Passage to read =

Six months later, his parents got a letter from their son, this young man, that said, “Dear Mom and Dad, I know you weren’t happy with the decision I made last summer, but I want to tell you how happy it has made me.  For the first time in my life, I am at peace.  Here there is no competing, no hustling, no trying to get ahead of anyone else.  Here we are all equal, and we all share.  This way of life is so much in harmony with the inner essence of my soul that in only six months I’ve become the number two disciple in the entire ashram, and I think I can be number one by June!”

Job 1 = Using the letter, explain in one to three sentences why the son says he is at peace for the first time in his life.
The records that follow are unrelated to the letter.

Information provided =
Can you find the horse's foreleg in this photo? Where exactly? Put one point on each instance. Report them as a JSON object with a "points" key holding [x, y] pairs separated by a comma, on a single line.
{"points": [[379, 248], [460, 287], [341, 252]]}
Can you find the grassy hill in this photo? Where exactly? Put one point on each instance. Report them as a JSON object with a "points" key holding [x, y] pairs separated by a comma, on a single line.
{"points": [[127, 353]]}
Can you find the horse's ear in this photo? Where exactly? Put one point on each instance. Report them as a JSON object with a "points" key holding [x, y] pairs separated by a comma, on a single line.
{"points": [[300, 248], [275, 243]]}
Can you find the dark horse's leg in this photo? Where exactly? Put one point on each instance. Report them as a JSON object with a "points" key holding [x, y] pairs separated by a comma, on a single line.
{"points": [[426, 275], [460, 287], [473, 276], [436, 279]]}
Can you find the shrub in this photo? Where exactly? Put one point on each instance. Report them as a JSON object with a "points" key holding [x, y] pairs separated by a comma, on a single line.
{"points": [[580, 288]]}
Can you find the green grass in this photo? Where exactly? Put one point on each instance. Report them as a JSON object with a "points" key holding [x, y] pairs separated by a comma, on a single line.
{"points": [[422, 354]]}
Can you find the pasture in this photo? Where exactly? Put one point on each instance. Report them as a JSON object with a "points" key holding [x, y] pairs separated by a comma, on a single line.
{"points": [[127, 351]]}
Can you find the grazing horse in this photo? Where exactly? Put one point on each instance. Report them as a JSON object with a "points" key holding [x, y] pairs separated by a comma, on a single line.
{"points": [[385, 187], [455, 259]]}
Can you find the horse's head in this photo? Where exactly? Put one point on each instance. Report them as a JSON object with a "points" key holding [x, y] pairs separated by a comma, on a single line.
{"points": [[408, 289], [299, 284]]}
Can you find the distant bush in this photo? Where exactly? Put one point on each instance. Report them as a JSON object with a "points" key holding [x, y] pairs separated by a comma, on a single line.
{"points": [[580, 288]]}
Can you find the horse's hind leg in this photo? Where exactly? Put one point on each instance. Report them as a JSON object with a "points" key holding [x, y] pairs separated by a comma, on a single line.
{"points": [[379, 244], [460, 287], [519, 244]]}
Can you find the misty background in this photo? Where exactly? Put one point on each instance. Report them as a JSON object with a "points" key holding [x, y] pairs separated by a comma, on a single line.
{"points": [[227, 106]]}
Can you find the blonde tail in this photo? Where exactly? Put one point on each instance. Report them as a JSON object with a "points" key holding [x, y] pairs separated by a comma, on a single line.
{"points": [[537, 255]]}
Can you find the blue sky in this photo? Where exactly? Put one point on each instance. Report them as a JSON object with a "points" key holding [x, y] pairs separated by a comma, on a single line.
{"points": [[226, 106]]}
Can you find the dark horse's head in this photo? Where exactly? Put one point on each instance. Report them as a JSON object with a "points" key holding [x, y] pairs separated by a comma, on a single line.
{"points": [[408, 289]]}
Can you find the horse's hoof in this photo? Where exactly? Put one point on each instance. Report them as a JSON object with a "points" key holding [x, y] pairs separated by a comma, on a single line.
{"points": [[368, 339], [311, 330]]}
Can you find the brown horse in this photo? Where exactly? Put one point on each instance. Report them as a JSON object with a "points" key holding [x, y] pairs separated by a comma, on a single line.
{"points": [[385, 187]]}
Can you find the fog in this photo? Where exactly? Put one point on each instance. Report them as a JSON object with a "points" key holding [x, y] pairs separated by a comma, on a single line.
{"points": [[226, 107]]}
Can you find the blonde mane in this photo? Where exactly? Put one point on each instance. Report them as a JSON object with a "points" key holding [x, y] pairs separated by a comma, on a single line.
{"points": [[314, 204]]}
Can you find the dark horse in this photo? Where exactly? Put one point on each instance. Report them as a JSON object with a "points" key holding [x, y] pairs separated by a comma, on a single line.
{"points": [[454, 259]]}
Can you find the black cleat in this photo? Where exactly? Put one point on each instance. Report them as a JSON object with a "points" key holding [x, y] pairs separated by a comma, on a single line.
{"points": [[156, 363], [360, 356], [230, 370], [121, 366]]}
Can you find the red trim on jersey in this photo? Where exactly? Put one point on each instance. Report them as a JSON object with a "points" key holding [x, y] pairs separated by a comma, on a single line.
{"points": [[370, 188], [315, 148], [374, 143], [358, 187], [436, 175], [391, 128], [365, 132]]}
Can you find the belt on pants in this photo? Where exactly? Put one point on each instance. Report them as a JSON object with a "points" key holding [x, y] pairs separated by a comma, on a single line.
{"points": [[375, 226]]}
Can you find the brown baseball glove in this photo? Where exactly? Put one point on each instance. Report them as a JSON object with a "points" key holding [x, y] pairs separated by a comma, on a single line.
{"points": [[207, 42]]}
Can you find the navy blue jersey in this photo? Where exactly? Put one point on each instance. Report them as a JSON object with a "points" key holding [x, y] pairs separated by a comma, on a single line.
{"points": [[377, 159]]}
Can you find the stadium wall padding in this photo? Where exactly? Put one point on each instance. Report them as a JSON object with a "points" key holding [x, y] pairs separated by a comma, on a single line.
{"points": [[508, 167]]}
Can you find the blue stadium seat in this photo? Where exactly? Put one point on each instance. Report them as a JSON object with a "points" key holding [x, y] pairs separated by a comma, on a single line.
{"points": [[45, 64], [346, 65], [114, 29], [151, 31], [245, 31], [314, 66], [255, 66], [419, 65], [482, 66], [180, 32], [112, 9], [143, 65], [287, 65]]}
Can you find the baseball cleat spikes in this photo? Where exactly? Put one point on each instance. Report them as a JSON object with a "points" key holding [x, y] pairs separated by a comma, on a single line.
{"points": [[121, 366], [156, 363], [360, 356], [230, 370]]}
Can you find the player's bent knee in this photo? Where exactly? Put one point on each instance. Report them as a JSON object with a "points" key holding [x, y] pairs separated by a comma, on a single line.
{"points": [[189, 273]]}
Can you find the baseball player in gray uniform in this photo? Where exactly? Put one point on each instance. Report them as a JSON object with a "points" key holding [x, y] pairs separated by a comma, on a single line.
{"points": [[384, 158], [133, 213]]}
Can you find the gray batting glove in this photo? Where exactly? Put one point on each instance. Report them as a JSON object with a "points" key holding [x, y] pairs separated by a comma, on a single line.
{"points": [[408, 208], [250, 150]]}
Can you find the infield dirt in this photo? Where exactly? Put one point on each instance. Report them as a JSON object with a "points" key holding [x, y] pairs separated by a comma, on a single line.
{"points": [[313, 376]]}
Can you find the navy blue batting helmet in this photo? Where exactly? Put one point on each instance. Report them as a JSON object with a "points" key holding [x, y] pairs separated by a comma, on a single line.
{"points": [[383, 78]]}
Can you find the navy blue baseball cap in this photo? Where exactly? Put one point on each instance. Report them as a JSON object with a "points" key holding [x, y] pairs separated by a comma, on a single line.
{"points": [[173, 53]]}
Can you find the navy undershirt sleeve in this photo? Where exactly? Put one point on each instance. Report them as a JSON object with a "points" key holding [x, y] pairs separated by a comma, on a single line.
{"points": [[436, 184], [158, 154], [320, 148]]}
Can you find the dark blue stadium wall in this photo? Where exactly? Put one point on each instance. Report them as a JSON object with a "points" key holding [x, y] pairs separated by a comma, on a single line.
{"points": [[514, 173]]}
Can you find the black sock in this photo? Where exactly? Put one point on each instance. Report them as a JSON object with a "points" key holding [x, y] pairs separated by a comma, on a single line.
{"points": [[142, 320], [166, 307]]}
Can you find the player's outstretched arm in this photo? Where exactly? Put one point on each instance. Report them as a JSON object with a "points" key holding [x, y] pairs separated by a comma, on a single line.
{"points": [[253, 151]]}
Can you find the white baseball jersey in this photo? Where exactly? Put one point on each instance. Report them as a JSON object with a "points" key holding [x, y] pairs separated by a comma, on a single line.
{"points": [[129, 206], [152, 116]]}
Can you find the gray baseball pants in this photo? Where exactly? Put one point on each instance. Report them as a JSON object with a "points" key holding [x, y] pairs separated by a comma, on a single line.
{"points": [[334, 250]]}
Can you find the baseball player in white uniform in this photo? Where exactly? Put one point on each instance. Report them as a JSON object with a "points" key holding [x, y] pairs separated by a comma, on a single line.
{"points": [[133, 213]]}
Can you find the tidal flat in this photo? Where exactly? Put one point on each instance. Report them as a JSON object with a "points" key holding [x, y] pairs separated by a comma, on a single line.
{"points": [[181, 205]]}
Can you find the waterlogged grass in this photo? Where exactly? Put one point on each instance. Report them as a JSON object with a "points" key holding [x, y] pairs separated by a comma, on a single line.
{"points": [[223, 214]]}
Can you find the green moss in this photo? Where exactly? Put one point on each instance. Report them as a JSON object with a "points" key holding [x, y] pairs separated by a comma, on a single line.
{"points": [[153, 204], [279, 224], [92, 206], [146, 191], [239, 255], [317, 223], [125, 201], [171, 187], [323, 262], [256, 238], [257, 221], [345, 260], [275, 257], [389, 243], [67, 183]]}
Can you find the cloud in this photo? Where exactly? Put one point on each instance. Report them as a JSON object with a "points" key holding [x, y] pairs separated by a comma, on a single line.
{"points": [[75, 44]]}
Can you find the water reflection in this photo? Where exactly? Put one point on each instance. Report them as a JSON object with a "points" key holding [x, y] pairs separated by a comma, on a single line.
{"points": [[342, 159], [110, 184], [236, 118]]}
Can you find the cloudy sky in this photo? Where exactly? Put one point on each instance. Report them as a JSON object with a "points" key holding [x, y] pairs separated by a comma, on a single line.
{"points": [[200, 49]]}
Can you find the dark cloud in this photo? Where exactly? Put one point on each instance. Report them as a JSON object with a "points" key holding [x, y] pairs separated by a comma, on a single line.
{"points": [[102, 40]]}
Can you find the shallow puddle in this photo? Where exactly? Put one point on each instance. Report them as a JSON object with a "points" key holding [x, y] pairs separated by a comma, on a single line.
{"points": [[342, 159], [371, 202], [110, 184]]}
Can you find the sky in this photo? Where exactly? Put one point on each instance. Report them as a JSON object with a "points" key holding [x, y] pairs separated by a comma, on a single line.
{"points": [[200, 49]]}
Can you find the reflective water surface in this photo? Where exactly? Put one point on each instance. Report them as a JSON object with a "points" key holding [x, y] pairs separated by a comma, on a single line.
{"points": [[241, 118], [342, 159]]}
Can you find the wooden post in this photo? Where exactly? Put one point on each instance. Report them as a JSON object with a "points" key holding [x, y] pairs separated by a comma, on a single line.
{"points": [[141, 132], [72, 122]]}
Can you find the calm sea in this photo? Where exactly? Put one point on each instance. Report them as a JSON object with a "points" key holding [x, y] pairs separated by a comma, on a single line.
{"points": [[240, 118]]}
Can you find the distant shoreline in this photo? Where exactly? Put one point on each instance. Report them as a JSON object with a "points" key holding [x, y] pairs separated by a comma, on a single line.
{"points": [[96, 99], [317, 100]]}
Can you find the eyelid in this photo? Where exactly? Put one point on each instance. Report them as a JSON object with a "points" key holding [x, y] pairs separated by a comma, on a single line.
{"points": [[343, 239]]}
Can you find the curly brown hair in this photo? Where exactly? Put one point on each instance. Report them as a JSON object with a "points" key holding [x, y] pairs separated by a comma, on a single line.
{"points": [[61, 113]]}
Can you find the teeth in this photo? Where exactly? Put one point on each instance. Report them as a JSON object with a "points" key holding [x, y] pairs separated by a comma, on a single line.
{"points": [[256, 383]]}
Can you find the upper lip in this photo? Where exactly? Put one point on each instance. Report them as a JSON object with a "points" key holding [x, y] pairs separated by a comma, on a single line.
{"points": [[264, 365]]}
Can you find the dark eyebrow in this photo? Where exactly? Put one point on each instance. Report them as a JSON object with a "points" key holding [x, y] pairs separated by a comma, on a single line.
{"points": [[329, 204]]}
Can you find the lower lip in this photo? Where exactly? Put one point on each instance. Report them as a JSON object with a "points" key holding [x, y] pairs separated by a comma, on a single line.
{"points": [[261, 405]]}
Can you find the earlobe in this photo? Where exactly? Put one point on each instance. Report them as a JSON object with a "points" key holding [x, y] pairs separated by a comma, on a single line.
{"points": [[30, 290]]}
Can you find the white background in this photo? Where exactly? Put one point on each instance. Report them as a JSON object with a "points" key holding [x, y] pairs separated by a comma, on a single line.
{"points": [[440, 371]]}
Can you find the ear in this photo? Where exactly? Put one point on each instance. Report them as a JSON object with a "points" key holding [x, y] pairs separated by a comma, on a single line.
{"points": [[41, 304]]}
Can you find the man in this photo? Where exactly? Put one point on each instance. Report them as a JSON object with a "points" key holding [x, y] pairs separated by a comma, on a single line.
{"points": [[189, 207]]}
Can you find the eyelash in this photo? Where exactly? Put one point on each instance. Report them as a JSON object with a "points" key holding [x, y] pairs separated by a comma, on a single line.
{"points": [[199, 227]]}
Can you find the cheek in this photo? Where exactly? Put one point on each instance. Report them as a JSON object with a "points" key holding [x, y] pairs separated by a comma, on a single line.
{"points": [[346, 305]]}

Job 2 = Count the lines of the records that contain the word "distant", and give only the number.

Task solution 1 = He says that at the ashram there is no competing, no hustling and no trying to get ahead of anyone else. Everyone there is equal, and they all share.

Task solution 2 = 2